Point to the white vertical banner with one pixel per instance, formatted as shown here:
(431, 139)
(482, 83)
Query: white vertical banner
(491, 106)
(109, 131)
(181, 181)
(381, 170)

▶ **OBJECTIVE**
Render every line of the records above as a Markdown table with two columns, Row and Text, where Row counts the lines in order and Text holds each line. Skip any blank lines.

▶ **THE COMPLETED TASK**
| Row | Text |
|---|---|
| 1 | Point to the white vertical banner with one pixel per instance, formatted as shown here: |
| 2 | (431, 139) |
| 3 | (482, 83) |
| 4 | Query: white vertical banner |
| 5 | (491, 106) |
| 6 | (109, 131) |
| 7 | (181, 181) |
| 8 | (381, 170) |